Document segment:
"""
4.5. Identification of Smoking Associated Microbes in LUSC and LUAD
We identified smoking associated microbes by comparing the microbe abundance in cancer samples from smokers at time of diagnosis vs. that in cancer samples from life-long nonsmokers (χ2 test, p < 0.05).
4.6. Logistic Regression to Correlate Clinical Variables with Microbe Abundance
To identify confounding variables, we correlated age and gender-associated microbes to other clinical variables using logistic regression. The variables included were ethnicity, pathologic stage, vital status, number of pack-years smoked, pathologic TNM stages, tobacco smoking history, and race.
4.7. Correlation of Microbial Abundance to Patient Survival
Survival analyses were performed using the Kaplan–Meier model, with microbe expression designated as a binary variable based on the presence or absence of a microbe in tumor samples. Univariate Cox regression analysis was used to identify candidates that were significantly associated with patient survival (p < 0.05).
"""
Supplied entries:
"""
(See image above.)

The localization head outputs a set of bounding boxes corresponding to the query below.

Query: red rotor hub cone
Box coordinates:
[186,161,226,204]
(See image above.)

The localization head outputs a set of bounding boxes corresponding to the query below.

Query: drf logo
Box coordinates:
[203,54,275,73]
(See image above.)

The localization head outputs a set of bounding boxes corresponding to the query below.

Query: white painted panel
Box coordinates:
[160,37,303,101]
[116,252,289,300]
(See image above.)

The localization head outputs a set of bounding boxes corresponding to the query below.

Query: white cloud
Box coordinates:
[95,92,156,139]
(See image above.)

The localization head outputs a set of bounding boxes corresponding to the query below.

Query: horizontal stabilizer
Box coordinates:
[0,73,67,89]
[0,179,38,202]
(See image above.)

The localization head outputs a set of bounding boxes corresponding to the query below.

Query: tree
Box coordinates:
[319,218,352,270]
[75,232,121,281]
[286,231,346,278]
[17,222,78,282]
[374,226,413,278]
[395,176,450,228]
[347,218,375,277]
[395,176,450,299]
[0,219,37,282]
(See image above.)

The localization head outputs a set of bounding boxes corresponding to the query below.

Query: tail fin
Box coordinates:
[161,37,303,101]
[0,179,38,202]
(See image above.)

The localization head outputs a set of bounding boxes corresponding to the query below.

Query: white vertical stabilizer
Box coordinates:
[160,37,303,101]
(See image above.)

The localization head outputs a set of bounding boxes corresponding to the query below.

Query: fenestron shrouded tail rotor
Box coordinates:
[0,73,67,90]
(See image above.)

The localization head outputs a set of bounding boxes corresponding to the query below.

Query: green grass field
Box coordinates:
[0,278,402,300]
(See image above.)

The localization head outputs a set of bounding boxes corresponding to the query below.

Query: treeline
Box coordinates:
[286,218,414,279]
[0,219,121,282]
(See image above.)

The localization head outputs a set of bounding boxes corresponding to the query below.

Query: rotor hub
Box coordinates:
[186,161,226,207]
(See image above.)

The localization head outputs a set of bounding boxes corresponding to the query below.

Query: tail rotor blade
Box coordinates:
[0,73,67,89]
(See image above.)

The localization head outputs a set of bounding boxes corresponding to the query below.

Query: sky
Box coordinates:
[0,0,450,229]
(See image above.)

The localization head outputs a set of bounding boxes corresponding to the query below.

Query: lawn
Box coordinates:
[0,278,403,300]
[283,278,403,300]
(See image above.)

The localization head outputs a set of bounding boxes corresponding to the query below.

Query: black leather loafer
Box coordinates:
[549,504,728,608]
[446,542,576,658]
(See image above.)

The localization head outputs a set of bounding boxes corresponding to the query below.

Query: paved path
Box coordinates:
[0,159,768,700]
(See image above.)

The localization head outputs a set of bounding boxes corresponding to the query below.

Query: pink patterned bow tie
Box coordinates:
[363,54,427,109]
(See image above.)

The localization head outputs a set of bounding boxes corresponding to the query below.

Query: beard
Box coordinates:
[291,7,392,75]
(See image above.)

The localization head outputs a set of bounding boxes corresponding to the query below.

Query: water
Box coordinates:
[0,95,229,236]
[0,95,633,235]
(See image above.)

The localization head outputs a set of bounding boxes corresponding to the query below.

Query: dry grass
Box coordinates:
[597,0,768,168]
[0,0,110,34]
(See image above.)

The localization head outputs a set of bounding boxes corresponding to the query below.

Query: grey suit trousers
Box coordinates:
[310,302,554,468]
"""
What the task asks:
Decide whether each statement agrees with the methods text on lung cancer microbes. Answer yes or no, and quote the words from the text that decide it. 1. Smoking-associated microbes were identified using a χ2 test with a threshold of p < 0.05. 2. In the survival analyses, microbe expression was treated as a continuous variable. 3. Body mass index was one of the variables in the logistic regression.

Problem solution:
1. Yes: "We identified smoking associated microbes by comparing the microbe abundance in cancer samples from smokers at time of diagnosis vs. that in cancer samples from life-long nonsmokers (χ2 test, p < 0.05)."
2. No: "with microbe expression designated as a binary variable based on the presence or absence of a microbe in tumor samples"
3. No: "The variables included were ethnicity, pathologic stage, vital status, number of pack-years smoked, pathologic TNM stages, tobacco smoking history, and race."